=== Written instruction ===
Make an exact copy of each entry, leaving out every picture.

=== Exercise input ===
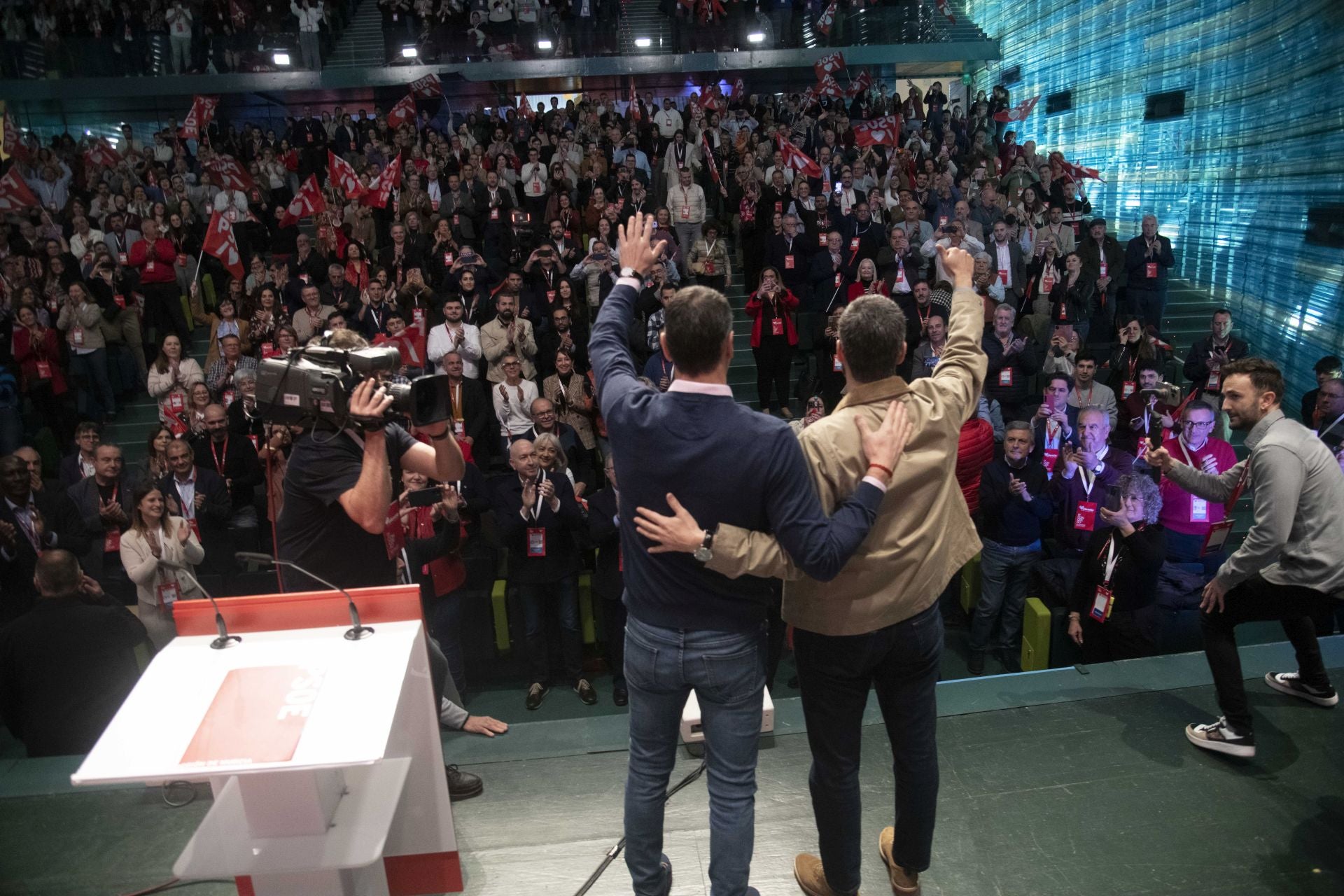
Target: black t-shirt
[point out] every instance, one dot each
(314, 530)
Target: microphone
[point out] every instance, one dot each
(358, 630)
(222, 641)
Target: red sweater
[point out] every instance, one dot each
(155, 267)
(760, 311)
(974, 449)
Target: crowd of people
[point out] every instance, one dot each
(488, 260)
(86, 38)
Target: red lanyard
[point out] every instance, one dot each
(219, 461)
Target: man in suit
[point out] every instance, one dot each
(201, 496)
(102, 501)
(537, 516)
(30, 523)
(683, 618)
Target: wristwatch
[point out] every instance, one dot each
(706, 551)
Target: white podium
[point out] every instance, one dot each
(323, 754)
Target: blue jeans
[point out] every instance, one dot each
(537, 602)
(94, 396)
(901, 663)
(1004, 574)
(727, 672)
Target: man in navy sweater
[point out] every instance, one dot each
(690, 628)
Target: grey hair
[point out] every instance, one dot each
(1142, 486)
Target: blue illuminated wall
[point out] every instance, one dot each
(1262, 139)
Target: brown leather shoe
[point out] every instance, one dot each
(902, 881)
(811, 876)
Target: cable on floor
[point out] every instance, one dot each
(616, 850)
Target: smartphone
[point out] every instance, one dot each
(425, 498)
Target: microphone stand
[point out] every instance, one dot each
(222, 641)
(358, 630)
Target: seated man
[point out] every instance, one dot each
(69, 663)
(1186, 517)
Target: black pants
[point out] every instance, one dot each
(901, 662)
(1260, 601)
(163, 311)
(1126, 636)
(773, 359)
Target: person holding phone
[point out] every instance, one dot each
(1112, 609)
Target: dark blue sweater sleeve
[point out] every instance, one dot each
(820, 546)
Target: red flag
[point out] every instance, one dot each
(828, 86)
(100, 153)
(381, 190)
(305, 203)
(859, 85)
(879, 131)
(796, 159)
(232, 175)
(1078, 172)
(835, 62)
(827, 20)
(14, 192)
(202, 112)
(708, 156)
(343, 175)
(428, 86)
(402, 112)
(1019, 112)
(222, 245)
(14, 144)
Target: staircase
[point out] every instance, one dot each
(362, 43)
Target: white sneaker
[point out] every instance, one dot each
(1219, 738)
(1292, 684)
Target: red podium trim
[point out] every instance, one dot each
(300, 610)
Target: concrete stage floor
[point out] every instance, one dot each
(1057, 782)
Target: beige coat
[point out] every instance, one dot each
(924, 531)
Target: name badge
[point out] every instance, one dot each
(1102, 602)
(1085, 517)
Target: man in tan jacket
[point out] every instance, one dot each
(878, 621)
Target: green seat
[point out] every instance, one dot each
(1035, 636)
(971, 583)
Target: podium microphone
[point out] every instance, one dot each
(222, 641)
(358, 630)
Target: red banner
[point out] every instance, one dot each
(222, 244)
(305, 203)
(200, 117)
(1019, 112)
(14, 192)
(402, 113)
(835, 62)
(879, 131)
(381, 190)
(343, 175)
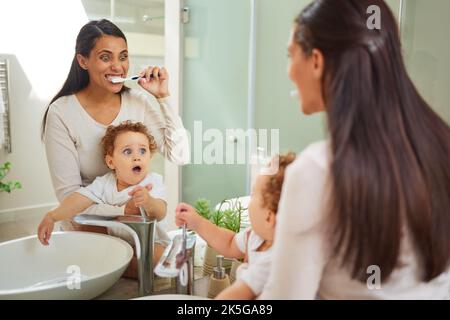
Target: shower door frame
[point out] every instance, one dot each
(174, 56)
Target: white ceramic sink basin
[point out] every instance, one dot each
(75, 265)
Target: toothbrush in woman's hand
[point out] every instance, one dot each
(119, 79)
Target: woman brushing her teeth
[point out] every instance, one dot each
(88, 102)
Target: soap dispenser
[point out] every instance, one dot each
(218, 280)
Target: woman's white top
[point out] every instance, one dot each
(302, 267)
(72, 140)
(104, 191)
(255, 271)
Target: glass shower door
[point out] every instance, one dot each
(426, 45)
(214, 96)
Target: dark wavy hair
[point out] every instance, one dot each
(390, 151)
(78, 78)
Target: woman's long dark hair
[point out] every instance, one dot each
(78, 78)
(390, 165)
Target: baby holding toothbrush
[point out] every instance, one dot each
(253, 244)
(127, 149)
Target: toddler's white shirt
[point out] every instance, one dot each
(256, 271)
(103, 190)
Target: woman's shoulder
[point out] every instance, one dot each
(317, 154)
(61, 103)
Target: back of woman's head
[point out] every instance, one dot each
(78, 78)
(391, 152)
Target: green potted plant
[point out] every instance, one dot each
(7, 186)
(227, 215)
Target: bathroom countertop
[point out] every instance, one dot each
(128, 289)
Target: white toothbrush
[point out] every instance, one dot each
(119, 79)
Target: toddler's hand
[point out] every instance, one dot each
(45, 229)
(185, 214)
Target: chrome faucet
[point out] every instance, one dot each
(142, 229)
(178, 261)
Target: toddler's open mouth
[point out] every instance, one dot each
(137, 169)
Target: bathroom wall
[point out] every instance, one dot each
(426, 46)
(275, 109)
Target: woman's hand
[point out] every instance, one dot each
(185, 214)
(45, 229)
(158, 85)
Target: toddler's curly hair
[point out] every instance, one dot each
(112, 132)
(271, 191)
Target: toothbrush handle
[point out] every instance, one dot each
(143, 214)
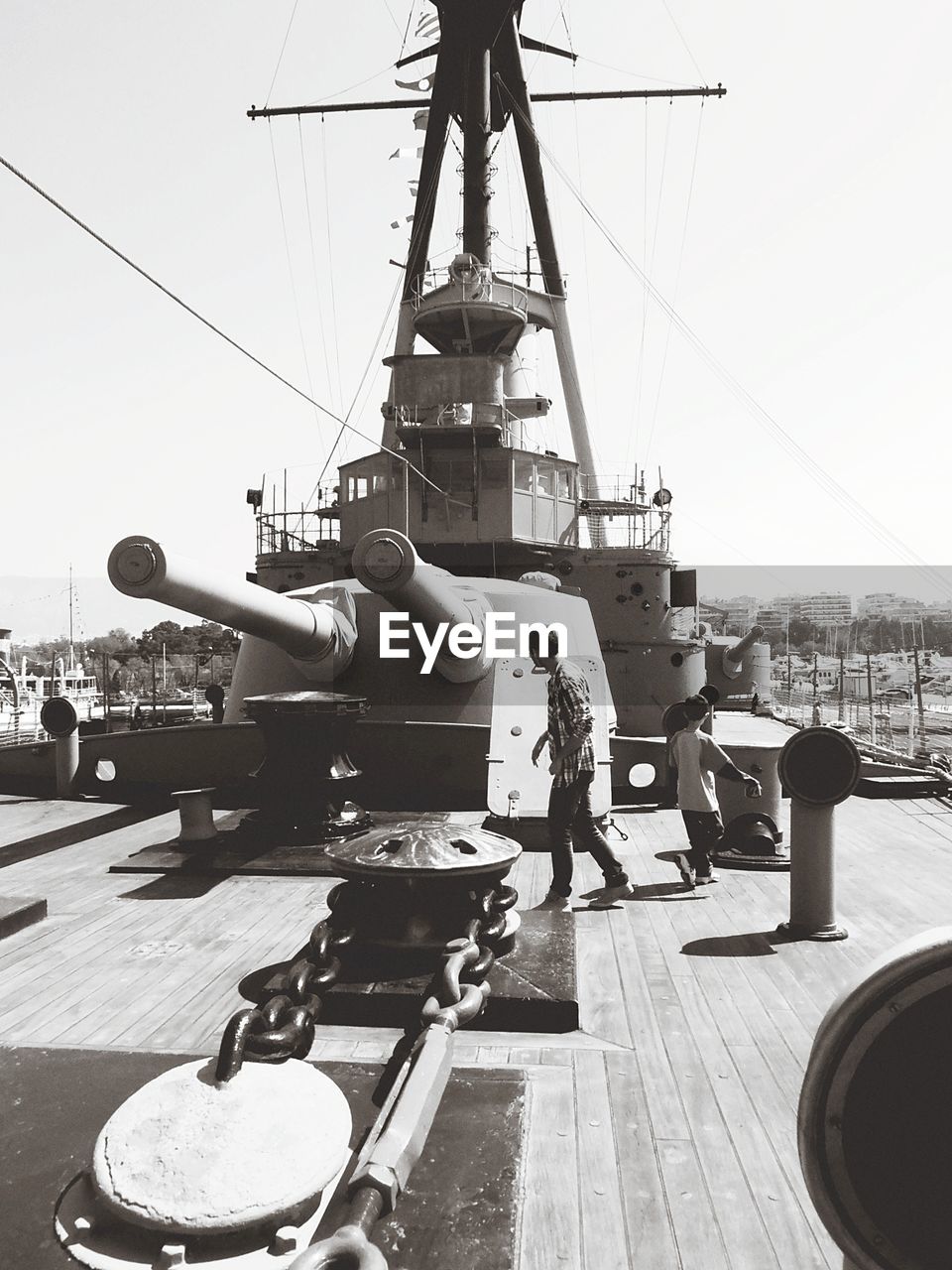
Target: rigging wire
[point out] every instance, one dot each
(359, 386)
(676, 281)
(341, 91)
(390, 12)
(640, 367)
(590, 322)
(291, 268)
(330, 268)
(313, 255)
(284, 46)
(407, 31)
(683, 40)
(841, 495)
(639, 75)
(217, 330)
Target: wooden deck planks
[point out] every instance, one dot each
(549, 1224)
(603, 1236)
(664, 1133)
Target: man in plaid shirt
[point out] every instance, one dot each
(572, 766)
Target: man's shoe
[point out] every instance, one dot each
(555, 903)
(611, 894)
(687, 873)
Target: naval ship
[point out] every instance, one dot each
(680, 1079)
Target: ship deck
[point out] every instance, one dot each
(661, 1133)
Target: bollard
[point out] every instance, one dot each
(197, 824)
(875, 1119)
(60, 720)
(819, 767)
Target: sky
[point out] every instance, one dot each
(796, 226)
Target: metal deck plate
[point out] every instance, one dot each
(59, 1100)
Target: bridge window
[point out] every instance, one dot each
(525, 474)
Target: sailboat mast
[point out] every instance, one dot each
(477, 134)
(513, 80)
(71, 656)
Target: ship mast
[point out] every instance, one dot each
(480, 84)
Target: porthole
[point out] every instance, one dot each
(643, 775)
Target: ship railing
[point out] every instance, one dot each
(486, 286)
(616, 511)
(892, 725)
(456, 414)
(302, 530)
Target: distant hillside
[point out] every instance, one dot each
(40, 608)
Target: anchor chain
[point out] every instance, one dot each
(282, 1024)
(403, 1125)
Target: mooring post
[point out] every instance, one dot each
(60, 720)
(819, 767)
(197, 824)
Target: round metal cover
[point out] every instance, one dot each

=== Response to this exercise ===
Target: black t-shirt
[point out] every instance, one dot each
(314, 530)
Target: microphone
[point out] every instance, one dot each
(358, 630)
(222, 641)
Target: red sweater
[point out] every instance, one dot each
(155, 267)
(760, 311)
(974, 449)
Target: crowd of people
[point out] every instance, one dot each
(488, 260)
(86, 38)
Target: red lanyard
[point out] every instance, one dot each
(219, 461)
Target: man in suit
[point out] every instance, one dot each
(201, 496)
(102, 501)
(537, 516)
(30, 523)
(683, 618)
Target: wristwatch
[point out] every instance, one dot each
(706, 551)
Target: white podium
[point out] every instance, one dot each
(323, 754)
Target: blue jeans
[point out] every instance, one dot each
(537, 602)
(94, 396)
(901, 663)
(1004, 574)
(727, 672)
Target: man in navy sweater
[point out] every instance, one dot each
(690, 628)
Target: grey hair
[point out] every instance, one dot each
(1142, 486)
Target: blue illuminated wall
[point out] every instance, one dot each
(1262, 139)
Target: brown leather shoe
[point out] every instance, one dot each
(902, 881)
(811, 876)
Target: cable on floor
[point out] every instance, one dot each
(616, 850)
Target: smartphone
[point out] every instance, one dot each
(425, 498)
Target: microphone stand
[point out] every instance, one dot each
(222, 641)
(358, 630)
Target: seated man
[point out] every instance, one dot each
(69, 663)
(1186, 517)
Target: black pants
[point out] every instance, one dot each
(901, 662)
(1260, 601)
(163, 311)
(1126, 636)
(773, 359)
Target: person holding phone
[point out] every instance, one dot each
(1112, 609)
Target: dark blue sweater sleeve
[point out] every instance, one dot each
(820, 546)
Target: red flag
[point out] every instance, one dot each
(828, 86)
(100, 153)
(381, 190)
(305, 203)
(859, 85)
(879, 131)
(796, 159)
(232, 175)
(1078, 172)
(835, 62)
(827, 20)
(14, 192)
(202, 112)
(708, 156)
(343, 175)
(428, 86)
(402, 112)
(1019, 112)
(222, 245)
(14, 144)
Target: staircase
[point out] every instance, one dot each
(362, 43)
Target: white sneaker
[point out] every instance, one dot each
(1219, 738)
(1292, 684)
Target: red podium trim
[point out] every instance, one dot each
(300, 610)
Target: concrete stage floor
[point out] every instance, one dot each
(1057, 782)
Target: beige coat
[point out] every instance, one dot each
(924, 531)
Target: name badge
[point out] every instance, one dot each
(1102, 602)
(1085, 517)
Target: man in tan jacket
[point out] every instance, one dot each
(878, 621)
Target: green seat
[point out] every instance, one dot each
(1035, 636)
(971, 583)
Target: podium microphone
[point out] every instance, one dot each
(222, 641)
(358, 630)
Target: red banner
[point out] every instance, one dot each
(222, 244)
(305, 203)
(200, 117)
(1019, 112)
(14, 192)
(402, 113)
(835, 62)
(879, 131)
(381, 190)
(343, 175)
Target: shower door frame
[point out] every instance, one dot each
(174, 56)
Target: white ceramic sink basin
[point out] every instance, one dot each
(75, 265)
Target: toothbrush in woman's hand
[point out] every instance, one dot each
(119, 79)
Target: woman brushing her teeth
[point out] every instance, one dot each
(88, 102)
Target: soap dispenser
[point out] every instance, one dot each
(218, 280)
Target: woman's white top
[point out] every instance, one dot each
(302, 267)
(72, 140)
(104, 191)
(255, 271)
Target: glass shower door
[point out] every instance, one dot each
(426, 45)
(214, 96)
Target: dark wavy hair
[point out] every instance, one dot each
(390, 151)
(78, 78)
Target: woman's long dark hair
[point out] every instance, one dot each
(78, 78)
(390, 165)
Target: baby holding toothbrush
[point out] every instance, one dot each
(253, 244)
(127, 149)
Target: toddler's white shirt
[point out] every instance, one dot each
(256, 271)
(103, 190)
Target: woman's shoulder
[point out] every instance, one dot each
(317, 154)
(61, 103)
Target: back of woman's head
[point out] every instance, one dot each
(78, 78)
(391, 152)
Target: green potted plant
[point out] every instance, one dot each
(7, 186)
(227, 215)
Target: bathroom countertop
[point out] every instance, one dot each
(128, 289)
Target: white toothbrush
[point out] every instance, one dot each
(119, 79)
Target: toddler's hand
[point out] every instance, one dot each
(45, 229)
(185, 214)
Target: chrome faucet
[point out] every instance, one dot each
(142, 229)
(178, 261)
Target: toddler's open mouth
[point out] every instance, one dot each
(137, 169)
Target: bathroom wall
[point out] every instance, one dot each
(426, 46)
(275, 109)
Target: woman's hand
[point out] every instance, one dot each
(185, 214)
(45, 229)
(158, 85)
Target: toddler's curly hair
[point out] every instance, one dot each
(112, 132)
(271, 191)
Target: toothbrush handle
[point out] every instance, one dot each
(143, 214)
Target: rigging wire
[point out] every instance, one dot each
(359, 386)
(676, 281)
(341, 91)
(390, 12)
(640, 367)
(590, 322)
(291, 268)
(330, 268)
(313, 255)
(284, 46)
(407, 31)
(683, 40)
(841, 495)
(639, 75)
(217, 330)
Target: wooden deck planks
[point out] every instance, one dot each
(549, 1224)
(603, 1236)
(664, 1133)
Target: man in plaid shirt
[point out] every instance, one dot each
(572, 766)
Target: man's shoe
[point out] every instance, one dot each
(555, 903)
(611, 894)
(687, 873)
Target: naval ship
[point out] every instance, one dot each
(680, 1079)
Target: ship deck
[point out] every instance, one dot each
(661, 1133)
Target: bollard
[point out] every instance, one dot each
(197, 824)
(875, 1119)
(60, 720)
(819, 767)
Target: sky
[point out] every instance, one dot each
(796, 226)
Target: metal deck plate
[point out] every instance, one dot each
(59, 1100)
Target: bridge window
[point out] every instance, one dot each
(525, 474)
Target: sailboat mast
[point out] every instance, one dot each
(477, 134)
(513, 80)
(71, 656)
Target: ship mast
[point out] every instance, one dot each
(480, 84)
Target: porthole
[point out] every instance, one dot each
(643, 775)
Target: ship railing
[point out] every instance, one dot each
(486, 286)
(616, 511)
(892, 725)
(456, 414)
(302, 530)
Target: distant hillside
[point out] every instance, one dot each
(40, 608)
Target: anchor chain
[point out] every instance, one dot each
(282, 1024)
(403, 1125)
Target: mooring post
[point out] every instance, one dot each
(60, 720)
(819, 767)
(197, 824)
Target: round metal cover
[point out] every instance, one dot each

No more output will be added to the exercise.